++++ Records to use

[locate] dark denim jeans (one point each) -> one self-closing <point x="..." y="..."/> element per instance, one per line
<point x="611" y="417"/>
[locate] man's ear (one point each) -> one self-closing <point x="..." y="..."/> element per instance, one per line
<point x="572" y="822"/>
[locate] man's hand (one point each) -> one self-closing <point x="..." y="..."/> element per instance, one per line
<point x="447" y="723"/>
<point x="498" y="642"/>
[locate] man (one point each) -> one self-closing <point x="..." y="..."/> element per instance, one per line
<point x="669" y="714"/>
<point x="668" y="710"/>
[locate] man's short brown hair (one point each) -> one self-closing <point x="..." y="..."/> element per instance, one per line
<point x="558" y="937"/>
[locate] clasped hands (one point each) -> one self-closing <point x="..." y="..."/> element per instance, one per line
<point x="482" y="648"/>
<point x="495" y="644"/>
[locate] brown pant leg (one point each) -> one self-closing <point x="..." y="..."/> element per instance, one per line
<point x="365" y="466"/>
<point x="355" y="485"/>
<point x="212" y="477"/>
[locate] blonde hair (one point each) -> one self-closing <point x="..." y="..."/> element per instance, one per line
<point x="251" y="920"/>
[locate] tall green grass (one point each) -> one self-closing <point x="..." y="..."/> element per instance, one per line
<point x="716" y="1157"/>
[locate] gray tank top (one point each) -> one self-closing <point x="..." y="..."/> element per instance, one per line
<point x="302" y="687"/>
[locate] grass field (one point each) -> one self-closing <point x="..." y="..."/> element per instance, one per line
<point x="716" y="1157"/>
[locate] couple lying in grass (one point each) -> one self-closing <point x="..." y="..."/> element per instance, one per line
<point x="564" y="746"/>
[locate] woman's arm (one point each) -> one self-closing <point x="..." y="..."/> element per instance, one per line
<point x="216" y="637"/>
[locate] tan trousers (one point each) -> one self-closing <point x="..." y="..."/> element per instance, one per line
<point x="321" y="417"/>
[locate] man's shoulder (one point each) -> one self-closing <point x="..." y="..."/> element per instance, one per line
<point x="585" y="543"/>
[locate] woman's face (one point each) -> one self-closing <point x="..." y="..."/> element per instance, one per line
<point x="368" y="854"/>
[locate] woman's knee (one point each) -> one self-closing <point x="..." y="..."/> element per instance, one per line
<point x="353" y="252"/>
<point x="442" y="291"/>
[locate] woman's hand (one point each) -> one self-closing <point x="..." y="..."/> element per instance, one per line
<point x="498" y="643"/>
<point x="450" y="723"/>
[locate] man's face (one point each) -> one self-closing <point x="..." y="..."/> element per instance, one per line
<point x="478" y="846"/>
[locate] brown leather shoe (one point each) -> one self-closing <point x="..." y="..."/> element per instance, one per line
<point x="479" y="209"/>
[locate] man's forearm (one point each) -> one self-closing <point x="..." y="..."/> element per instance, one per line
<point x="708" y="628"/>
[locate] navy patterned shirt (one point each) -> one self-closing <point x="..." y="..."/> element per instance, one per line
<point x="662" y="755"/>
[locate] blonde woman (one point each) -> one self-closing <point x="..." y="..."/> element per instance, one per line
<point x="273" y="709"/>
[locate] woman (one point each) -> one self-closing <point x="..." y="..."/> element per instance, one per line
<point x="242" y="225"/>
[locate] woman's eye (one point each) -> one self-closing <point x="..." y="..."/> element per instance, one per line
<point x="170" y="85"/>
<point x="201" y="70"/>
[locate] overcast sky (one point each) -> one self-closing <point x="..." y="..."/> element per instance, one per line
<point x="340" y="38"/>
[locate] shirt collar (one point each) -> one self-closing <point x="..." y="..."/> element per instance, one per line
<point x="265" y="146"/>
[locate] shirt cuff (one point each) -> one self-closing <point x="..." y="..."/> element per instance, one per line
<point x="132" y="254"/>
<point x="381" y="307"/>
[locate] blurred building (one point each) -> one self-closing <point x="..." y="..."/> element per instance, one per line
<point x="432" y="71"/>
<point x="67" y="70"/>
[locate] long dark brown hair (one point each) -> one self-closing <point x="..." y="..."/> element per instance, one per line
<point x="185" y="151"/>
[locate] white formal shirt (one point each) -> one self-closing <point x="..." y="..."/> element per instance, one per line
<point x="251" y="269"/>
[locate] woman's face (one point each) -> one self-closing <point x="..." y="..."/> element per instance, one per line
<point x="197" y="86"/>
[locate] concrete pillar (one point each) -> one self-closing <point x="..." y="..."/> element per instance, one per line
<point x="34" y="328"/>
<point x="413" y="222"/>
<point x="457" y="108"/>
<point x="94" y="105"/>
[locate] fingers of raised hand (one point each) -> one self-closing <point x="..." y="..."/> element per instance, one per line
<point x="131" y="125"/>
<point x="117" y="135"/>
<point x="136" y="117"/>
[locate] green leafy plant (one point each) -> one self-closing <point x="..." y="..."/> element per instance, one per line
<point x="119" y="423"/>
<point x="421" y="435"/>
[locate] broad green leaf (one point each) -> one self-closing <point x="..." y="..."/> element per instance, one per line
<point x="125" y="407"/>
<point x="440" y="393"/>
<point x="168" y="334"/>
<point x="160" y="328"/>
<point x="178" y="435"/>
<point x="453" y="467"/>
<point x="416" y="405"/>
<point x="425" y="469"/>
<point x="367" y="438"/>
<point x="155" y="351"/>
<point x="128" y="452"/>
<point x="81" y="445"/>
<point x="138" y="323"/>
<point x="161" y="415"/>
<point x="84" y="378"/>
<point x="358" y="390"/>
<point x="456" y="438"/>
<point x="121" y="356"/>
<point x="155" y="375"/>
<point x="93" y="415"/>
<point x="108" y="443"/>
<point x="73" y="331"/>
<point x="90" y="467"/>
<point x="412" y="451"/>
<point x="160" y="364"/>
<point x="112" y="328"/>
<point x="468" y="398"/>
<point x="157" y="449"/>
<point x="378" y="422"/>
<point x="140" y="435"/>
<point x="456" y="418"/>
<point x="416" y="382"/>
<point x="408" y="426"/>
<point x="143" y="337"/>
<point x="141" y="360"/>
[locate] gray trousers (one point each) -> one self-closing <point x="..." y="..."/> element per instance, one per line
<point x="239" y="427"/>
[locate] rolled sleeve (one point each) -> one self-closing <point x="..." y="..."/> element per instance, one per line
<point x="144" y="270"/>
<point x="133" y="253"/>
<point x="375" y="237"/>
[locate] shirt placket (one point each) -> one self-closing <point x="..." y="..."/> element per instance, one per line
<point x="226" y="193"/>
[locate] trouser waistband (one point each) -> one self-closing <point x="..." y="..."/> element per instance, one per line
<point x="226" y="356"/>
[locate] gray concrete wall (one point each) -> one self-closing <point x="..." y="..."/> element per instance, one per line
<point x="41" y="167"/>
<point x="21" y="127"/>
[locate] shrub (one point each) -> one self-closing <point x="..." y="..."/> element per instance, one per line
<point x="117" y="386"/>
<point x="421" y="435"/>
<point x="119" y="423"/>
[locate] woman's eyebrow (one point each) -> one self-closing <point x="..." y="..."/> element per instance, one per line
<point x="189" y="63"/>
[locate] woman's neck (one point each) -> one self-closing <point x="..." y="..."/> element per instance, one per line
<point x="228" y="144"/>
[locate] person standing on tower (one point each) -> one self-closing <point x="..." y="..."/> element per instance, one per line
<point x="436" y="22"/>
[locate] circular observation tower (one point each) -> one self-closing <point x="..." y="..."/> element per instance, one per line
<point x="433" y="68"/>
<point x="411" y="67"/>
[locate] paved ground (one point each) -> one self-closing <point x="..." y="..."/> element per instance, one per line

++++++++

Brief:
Please quote exactly the lines from the one containing "[locate] gray trousers" through the last line of the records above, both included, and nothing else.

Worked solution:
[locate] gray trousers (one point each) -> one self-closing <point x="..." y="..."/> element per instance, one per line
<point x="239" y="427"/>
[locate] rolled sleeve (one point each) -> one self-closing <point x="..." y="..."/> element per instance, one per line
<point x="144" y="270"/>
<point x="133" y="253"/>
<point x="375" y="237"/>
[locate] shirt placket (one point each) -> one self-closing <point x="..." y="..."/> element per instance, one per line
<point x="226" y="193"/>
[locate] trouser waistband (one point each) -> one self-closing <point x="..." y="..."/> element per instance, one per line
<point x="226" y="356"/>
[locate] gray concrete wall (one point each) -> one self-closing <point x="..." y="..."/> element per instance, one per line
<point x="41" y="167"/>
<point x="21" y="127"/>
[locate] shrub (one point each) -> one self-closing <point x="..." y="..."/> element per instance, one per line
<point x="117" y="386"/>
<point x="421" y="435"/>
<point x="119" y="423"/>
[locate] woman's eyebrow (one point each) -> one self-closing <point x="..." y="..."/> element per instance, one per line
<point x="189" y="63"/>
[locate] woman's neck (one point each) -> one self-closing <point x="..." y="..."/> element per instance, one per line
<point x="228" y="144"/>
[locate] person standing on tower (one point each) -> one self-closing <point x="..." y="..."/> element per instance, one per line
<point x="436" y="22"/>
[locate] circular observation tower (one point each) -> one self-closing <point x="..." y="..."/> element per instance, one per line
<point x="433" y="68"/>
<point x="411" y="67"/>
[locate] paved ground (one point each) -> one self-closing <point x="..." y="..."/> element per instance, one per line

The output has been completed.